— begin —

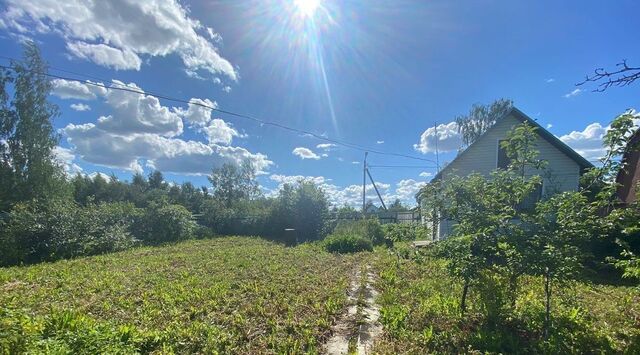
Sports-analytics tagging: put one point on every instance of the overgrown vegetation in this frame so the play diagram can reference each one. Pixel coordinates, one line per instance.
(226, 295)
(501, 241)
(420, 312)
(354, 236)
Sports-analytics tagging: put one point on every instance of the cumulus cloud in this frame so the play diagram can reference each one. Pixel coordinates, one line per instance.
(446, 135)
(294, 179)
(305, 153)
(174, 155)
(351, 195)
(69, 89)
(219, 131)
(326, 146)
(573, 93)
(136, 113)
(117, 33)
(101, 54)
(198, 112)
(80, 107)
(406, 190)
(139, 131)
(66, 158)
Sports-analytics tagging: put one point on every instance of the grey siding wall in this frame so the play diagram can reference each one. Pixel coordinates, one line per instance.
(562, 173)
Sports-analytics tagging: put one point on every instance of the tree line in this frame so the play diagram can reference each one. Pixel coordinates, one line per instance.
(498, 238)
(47, 215)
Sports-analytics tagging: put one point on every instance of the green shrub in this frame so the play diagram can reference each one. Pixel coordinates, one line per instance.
(167, 223)
(49, 230)
(404, 232)
(347, 243)
(365, 228)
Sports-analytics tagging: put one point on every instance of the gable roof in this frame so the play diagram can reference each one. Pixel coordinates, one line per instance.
(548, 136)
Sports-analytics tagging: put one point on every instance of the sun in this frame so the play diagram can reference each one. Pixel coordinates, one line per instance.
(306, 8)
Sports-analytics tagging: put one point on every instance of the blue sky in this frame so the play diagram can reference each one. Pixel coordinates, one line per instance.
(375, 73)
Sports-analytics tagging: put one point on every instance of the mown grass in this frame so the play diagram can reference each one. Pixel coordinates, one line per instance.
(420, 313)
(227, 295)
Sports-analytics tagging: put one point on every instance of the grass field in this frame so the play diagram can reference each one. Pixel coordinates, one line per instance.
(246, 295)
(420, 312)
(228, 295)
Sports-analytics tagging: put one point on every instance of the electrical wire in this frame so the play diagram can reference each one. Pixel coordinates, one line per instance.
(122, 87)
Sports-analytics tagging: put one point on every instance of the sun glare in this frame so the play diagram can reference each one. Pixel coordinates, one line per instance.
(307, 8)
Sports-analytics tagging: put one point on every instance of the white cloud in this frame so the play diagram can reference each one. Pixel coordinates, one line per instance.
(136, 113)
(68, 89)
(141, 131)
(351, 195)
(80, 107)
(305, 153)
(219, 131)
(406, 190)
(213, 35)
(65, 158)
(196, 114)
(294, 179)
(174, 155)
(448, 139)
(116, 33)
(587, 142)
(101, 54)
(573, 93)
(326, 146)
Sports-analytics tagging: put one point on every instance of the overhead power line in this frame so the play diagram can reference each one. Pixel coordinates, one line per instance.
(212, 108)
(402, 166)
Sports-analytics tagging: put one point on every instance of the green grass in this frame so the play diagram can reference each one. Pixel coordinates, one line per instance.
(227, 295)
(420, 313)
(246, 295)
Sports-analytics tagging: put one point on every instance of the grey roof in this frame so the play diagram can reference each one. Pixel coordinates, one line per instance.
(555, 141)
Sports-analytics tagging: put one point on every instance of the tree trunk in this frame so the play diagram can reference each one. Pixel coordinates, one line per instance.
(547, 293)
(463, 301)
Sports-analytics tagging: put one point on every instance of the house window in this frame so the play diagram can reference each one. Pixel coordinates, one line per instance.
(503, 159)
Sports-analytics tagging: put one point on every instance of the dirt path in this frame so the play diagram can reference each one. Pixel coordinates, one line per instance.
(362, 310)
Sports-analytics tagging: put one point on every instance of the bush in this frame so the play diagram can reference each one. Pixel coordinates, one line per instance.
(365, 228)
(347, 243)
(167, 223)
(405, 232)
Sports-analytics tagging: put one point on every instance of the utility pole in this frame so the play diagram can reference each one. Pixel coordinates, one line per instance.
(376, 188)
(435, 127)
(364, 184)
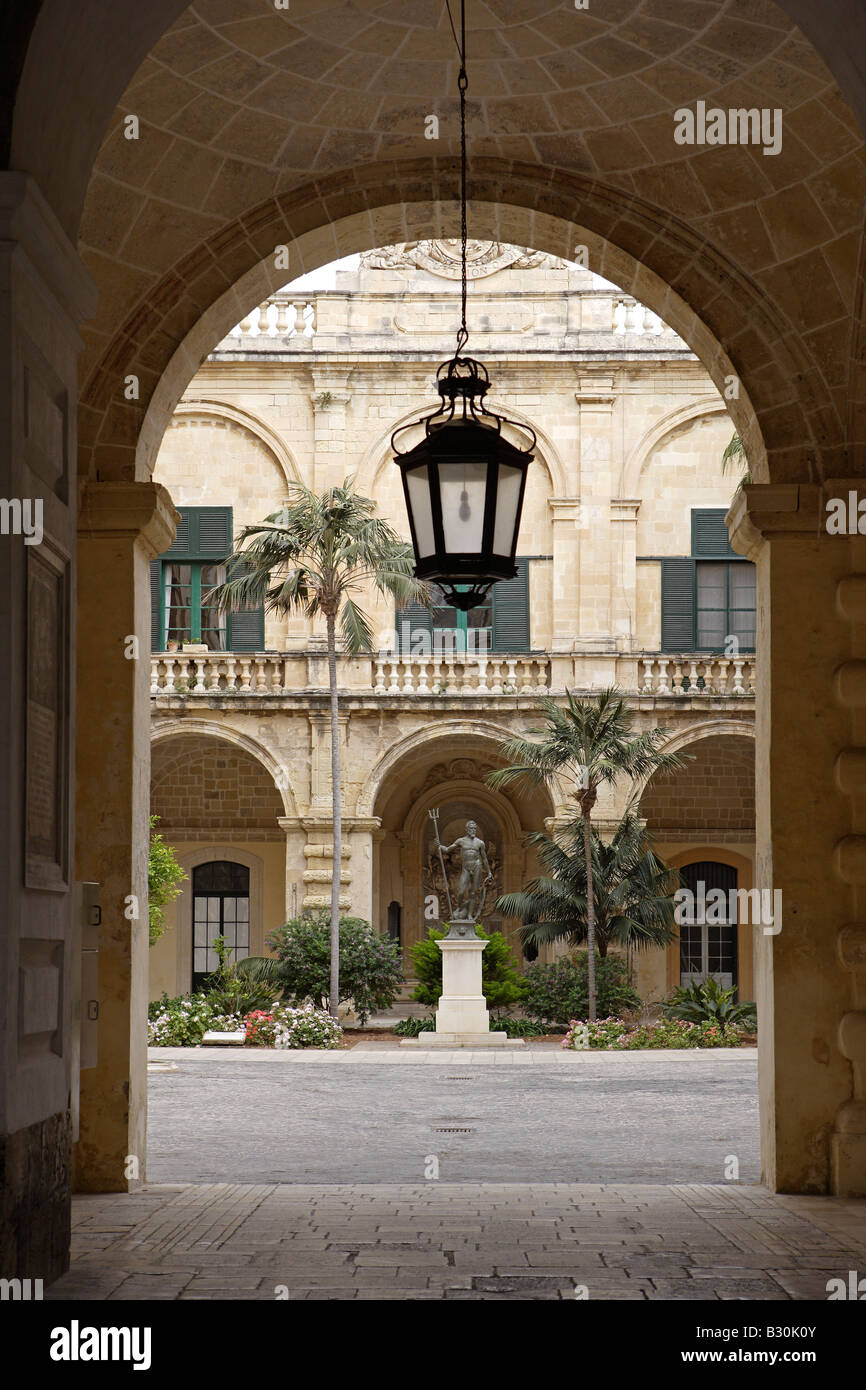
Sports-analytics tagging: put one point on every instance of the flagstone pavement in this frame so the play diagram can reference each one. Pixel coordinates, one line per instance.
(469, 1240)
(460, 1241)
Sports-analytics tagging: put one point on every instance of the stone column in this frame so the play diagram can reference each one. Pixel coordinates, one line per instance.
(811, 792)
(123, 526)
(363, 833)
(623, 570)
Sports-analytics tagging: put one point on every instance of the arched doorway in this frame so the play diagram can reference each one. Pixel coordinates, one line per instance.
(708, 950)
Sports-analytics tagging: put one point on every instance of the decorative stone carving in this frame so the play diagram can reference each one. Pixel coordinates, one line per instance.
(442, 257)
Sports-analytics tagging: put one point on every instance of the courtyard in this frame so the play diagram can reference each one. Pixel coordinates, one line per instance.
(560, 1176)
(378, 1114)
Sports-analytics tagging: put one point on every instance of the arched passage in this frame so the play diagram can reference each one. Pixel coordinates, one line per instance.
(444, 769)
(221, 799)
(759, 270)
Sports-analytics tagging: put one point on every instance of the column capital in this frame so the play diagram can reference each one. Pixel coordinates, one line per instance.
(624, 509)
(763, 510)
(565, 509)
(129, 512)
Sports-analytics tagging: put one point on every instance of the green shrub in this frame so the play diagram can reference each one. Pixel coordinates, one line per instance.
(164, 879)
(287, 1027)
(228, 990)
(180, 1022)
(501, 982)
(558, 993)
(709, 1002)
(410, 1027)
(370, 966)
(613, 1034)
(515, 1027)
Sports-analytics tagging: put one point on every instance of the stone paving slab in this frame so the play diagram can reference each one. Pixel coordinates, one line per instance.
(619, 1118)
(535, 1054)
(460, 1241)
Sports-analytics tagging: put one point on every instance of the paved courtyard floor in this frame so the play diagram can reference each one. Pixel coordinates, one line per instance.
(338, 1198)
(378, 1114)
(460, 1240)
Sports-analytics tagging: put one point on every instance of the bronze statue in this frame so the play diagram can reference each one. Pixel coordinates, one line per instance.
(474, 876)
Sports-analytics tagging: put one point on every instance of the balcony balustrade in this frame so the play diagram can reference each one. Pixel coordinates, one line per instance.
(684, 676)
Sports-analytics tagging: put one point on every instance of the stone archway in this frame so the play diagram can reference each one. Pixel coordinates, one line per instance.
(446, 770)
(761, 271)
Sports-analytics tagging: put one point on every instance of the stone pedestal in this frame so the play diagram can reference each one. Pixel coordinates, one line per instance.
(462, 1016)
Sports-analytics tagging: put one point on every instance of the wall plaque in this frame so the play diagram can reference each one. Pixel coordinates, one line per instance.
(46, 844)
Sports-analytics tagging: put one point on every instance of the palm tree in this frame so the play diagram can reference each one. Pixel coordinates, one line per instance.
(313, 556)
(590, 744)
(734, 458)
(631, 890)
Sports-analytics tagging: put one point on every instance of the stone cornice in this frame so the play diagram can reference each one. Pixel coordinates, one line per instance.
(765, 510)
(129, 512)
(28, 221)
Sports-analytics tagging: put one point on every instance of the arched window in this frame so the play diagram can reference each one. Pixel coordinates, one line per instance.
(709, 947)
(220, 908)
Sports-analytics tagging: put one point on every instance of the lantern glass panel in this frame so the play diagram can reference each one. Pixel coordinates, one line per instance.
(417, 483)
(508, 499)
(463, 491)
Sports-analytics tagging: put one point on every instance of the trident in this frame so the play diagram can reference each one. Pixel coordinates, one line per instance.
(434, 816)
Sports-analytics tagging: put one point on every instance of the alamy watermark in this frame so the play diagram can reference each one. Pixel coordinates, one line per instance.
(441, 642)
(755, 906)
(21, 516)
(736, 125)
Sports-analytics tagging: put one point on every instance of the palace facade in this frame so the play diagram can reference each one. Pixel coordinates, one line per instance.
(626, 577)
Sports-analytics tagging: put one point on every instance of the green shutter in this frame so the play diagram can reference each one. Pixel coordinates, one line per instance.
(512, 612)
(412, 620)
(709, 533)
(245, 626)
(156, 606)
(214, 533)
(677, 605)
(203, 534)
(180, 545)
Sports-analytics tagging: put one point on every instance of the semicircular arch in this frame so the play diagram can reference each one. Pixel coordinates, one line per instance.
(223, 731)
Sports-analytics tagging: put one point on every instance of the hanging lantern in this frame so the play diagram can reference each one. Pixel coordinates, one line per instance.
(464, 481)
(463, 487)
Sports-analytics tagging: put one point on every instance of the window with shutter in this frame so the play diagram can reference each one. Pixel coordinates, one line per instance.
(709, 533)
(708, 598)
(182, 581)
(413, 630)
(512, 612)
(677, 605)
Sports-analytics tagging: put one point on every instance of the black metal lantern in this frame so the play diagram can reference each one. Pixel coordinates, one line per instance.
(463, 487)
(464, 481)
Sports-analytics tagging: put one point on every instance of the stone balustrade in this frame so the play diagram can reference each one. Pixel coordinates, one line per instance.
(690, 674)
(277, 317)
(456, 673)
(296, 320)
(459, 673)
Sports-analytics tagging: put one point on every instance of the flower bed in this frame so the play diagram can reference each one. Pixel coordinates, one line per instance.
(613, 1034)
(182, 1022)
(285, 1026)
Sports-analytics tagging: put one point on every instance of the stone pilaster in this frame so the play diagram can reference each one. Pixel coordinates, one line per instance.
(565, 526)
(811, 834)
(597, 401)
(121, 528)
(45, 295)
(331, 401)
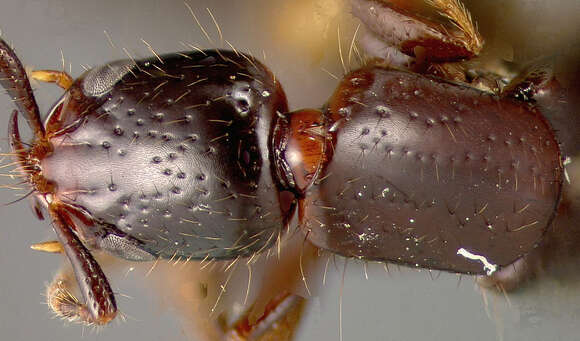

— end —

Which lines above contain the word "grey"? Gather them all and copy each one out in full.

Sports-analytics tagging: put one point on every instance of the grey siding wall in this frame so the play diagram can reference each one. Pixel coordinates, one line per instance.
Sports-analytics tagging: put one point on every instance of the grey roof in this frame so the play diagram can reference each one. Pixel coordinates, one line per instance.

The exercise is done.